___ DATASET EXCERPTS ___

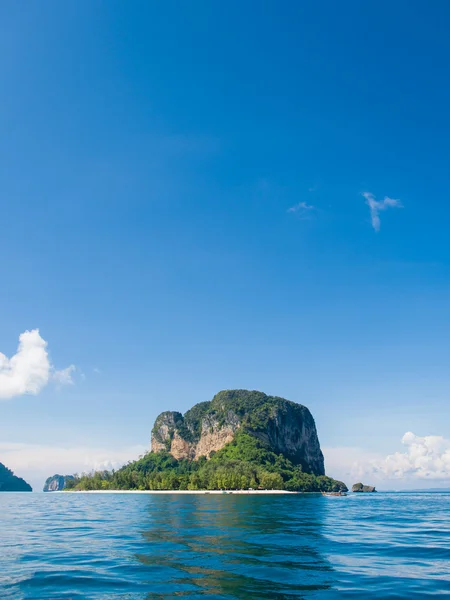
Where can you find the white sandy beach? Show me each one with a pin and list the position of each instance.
(257, 492)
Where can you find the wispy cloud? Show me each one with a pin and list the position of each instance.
(376, 206)
(425, 457)
(35, 462)
(302, 210)
(29, 370)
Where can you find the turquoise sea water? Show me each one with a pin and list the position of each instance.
(56, 546)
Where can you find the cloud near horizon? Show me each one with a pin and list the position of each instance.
(35, 462)
(376, 206)
(30, 370)
(425, 459)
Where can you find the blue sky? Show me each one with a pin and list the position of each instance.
(150, 154)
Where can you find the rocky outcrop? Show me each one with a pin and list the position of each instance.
(285, 427)
(57, 483)
(10, 483)
(360, 488)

___

● **CHALLENGE**
Give the lines of the listing as a JSON list of strings, one string per line and blank lines omitted, starting with the line containing "Where can you find the wispy" and continuing through the end of the listing.

● **RESPONSE TO THE TASK**
[
  "Where can you find the wispy cloud? Show me each one with a pin and list the position of each instance.",
  "(376, 206)",
  "(425, 457)",
  "(35, 462)",
  "(302, 210)",
  "(29, 370)",
  "Where can you find the turquoise sea water? Show me each one with a pin and list the position of each instance.",
  "(56, 546)",
  "Where can you find the cloud near horizon? Show me each one with a pin and list the position of each instance.",
  "(35, 462)",
  "(376, 206)",
  "(30, 370)",
  "(425, 459)",
  "Where can you find the blue sky? Show me each one with a pin and list the position of each instance.",
  "(150, 154)",
  "Where can you find the rocky outcrop? Show me each one with a pin and list the position of each instance.",
  "(285, 427)",
  "(57, 483)",
  "(10, 483)",
  "(360, 488)"
]